(Stored items from a collection)
++++++++

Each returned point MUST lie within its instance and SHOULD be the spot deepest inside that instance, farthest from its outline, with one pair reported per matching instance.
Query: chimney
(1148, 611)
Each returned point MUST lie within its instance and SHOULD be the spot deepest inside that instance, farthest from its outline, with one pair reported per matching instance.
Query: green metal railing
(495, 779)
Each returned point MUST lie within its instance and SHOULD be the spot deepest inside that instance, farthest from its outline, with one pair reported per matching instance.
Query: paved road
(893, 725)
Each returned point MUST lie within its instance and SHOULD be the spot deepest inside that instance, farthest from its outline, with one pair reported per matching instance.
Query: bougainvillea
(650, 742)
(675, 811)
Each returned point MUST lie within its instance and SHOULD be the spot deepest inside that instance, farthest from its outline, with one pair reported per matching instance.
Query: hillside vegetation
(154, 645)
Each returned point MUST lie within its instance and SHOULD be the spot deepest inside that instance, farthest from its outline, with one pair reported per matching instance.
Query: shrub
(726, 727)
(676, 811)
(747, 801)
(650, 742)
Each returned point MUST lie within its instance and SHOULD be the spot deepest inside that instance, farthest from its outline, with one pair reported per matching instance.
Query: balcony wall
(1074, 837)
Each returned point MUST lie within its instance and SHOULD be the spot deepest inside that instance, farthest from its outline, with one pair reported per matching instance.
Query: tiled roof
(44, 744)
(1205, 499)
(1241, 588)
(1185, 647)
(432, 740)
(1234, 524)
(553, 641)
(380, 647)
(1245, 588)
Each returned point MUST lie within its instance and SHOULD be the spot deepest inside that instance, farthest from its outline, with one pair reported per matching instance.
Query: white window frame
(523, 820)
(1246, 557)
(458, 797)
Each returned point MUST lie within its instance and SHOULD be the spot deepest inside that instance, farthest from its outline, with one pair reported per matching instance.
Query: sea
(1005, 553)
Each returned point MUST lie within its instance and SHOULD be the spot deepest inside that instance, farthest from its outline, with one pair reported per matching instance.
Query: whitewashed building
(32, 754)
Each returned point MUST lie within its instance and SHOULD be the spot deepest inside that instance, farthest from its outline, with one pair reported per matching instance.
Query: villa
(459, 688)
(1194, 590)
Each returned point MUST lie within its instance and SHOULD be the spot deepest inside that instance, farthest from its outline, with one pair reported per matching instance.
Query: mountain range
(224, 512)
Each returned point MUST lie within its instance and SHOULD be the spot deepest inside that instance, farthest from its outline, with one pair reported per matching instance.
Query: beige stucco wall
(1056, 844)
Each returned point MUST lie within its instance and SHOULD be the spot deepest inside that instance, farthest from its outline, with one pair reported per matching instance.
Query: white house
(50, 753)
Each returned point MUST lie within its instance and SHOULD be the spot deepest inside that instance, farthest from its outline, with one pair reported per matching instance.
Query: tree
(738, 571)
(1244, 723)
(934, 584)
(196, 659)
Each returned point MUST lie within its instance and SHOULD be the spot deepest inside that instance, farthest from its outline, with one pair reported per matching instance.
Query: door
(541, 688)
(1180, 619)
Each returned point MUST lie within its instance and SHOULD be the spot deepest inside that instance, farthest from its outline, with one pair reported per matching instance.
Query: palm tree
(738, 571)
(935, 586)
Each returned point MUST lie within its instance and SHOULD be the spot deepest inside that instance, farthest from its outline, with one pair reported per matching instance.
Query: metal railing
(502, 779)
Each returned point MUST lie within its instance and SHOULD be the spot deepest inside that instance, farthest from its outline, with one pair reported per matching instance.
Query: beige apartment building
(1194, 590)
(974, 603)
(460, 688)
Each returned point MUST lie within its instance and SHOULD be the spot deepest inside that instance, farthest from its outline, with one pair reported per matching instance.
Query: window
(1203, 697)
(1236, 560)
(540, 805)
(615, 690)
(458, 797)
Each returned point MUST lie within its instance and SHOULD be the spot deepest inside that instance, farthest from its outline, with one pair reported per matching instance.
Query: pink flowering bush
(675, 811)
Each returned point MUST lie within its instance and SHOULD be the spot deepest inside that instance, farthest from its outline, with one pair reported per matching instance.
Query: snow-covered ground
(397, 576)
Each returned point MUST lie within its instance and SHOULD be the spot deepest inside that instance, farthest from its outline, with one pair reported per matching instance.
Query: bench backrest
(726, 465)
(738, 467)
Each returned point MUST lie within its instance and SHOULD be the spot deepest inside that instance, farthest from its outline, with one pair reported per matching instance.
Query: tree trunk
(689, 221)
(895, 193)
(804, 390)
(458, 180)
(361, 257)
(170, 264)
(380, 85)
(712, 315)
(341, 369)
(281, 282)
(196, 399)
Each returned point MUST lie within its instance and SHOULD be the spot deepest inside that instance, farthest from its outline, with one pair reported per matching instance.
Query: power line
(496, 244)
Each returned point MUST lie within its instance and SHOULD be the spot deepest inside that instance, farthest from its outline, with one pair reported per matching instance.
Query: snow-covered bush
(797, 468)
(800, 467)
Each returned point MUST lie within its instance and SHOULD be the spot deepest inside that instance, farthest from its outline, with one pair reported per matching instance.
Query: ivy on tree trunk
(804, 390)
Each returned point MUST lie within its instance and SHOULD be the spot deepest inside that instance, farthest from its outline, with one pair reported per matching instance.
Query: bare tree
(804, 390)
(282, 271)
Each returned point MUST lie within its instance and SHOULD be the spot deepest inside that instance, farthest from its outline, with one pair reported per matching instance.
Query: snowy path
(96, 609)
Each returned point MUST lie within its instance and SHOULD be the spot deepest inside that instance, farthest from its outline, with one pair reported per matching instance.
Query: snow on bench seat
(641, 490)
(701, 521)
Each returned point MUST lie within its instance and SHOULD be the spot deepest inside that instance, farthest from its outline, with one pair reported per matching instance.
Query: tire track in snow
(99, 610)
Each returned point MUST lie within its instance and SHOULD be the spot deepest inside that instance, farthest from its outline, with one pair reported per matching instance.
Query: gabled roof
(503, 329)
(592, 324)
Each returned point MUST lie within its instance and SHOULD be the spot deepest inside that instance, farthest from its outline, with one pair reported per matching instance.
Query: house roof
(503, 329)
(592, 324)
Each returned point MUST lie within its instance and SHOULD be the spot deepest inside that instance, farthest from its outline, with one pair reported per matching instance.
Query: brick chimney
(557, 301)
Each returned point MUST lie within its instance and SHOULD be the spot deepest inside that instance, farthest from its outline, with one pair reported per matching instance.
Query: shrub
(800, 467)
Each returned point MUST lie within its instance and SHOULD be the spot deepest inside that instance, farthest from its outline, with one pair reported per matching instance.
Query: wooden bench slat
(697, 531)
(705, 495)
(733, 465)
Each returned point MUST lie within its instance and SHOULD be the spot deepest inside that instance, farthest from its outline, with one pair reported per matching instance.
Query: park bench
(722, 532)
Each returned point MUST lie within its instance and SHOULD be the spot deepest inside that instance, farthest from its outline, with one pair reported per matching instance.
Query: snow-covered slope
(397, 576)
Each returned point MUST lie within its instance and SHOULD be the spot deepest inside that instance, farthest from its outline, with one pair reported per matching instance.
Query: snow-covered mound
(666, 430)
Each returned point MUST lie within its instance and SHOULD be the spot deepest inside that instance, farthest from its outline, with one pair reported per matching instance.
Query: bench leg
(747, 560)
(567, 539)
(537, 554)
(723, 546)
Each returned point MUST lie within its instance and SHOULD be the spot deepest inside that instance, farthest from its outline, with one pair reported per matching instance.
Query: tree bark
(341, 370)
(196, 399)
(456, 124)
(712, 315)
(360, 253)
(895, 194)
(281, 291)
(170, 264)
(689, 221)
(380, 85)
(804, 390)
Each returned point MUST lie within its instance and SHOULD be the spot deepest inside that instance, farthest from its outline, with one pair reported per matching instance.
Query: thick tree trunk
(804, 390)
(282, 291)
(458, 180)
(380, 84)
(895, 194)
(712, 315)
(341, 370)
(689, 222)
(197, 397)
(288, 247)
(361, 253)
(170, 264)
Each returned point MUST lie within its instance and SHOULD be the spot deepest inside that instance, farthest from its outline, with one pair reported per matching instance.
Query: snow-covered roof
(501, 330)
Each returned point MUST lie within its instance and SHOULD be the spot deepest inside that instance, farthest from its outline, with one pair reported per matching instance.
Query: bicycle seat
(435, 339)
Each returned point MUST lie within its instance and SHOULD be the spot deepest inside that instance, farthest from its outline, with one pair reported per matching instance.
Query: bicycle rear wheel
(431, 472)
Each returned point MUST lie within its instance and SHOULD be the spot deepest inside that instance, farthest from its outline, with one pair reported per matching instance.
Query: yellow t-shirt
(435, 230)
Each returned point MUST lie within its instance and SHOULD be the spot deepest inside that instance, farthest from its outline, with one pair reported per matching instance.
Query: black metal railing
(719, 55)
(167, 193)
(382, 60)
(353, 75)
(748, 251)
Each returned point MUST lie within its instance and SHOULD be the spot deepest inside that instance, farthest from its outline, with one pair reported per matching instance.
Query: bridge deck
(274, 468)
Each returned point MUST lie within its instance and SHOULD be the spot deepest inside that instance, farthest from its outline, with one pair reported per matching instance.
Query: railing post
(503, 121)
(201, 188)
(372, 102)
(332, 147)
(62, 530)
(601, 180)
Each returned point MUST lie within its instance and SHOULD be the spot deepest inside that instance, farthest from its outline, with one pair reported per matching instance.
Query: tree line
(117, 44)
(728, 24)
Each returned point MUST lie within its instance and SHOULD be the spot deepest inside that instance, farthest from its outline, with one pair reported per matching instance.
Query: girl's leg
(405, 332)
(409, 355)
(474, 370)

++++++++

▶ **Exercise goal**:
Format the material, from its first line through the line containing "(1074, 837)", as a Markdown table with the columns No. and Entry. Number each line in No., put the line in Entry, and skip any blank lines.

▶ **Worked solution**:
| No. | Entry |
|---|---|
| 1 | Each returned point MUST lie within its instance and SHOULD be the spot deepest inside that instance, farthest from its outline, with one pair reported per matching instance. |
| 2 | Query: chimney |
| 3 | (1148, 611) |
| 4 | Each returned point MUST lie within its instance and SHOULD be the spot deepest inside that instance, farthest from its outline, with one pair reported per matching instance. |
| 5 | Query: green metal railing |
| 6 | (495, 779) |
| 7 | Each returned point MUST lie within its instance and SHOULD be the spot deepest inside that instance, farthest from its outline, with one pair reported per matching instance. |
| 8 | Query: paved road |
| 9 | (893, 725) |
| 10 | Each returned point MUST lie within its instance and SHOULD be the spot deepest inside that instance, farthest from its outline, with one pair reported per matching instance. |
| 11 | Query: bougainvillea |
| 12 | (650, 742) |
| 13 | (675, 811) |
| 14 | Each returned point MUST lie within its instance and SHOULD be the spot deepest inside that instance, farthest from its outline, with one pair reported per matching instance. |
| 15 | Query: hillside vegetation |
| 16 | (154, 645) |
| 17 | Each returned point MUST lie within its instance and SHOULD be the spot deepest inside that instance, farthest from its outline, with one pair reported per matching instance. |
| 18 | Query: shrub |
| 19 | (726, 727) |
| 20 | (676, 811) |
| 21 | (747, 801) |
| 22 | (650, 742) |
| 23 | Each returned point MUST lie within its instance and SHOULD be the spot deepest inside that instance, farthest from its outline, with one pair reported per matching instance. |
| 24 | Query: balcony wall |
| 25 | (1074, 837) |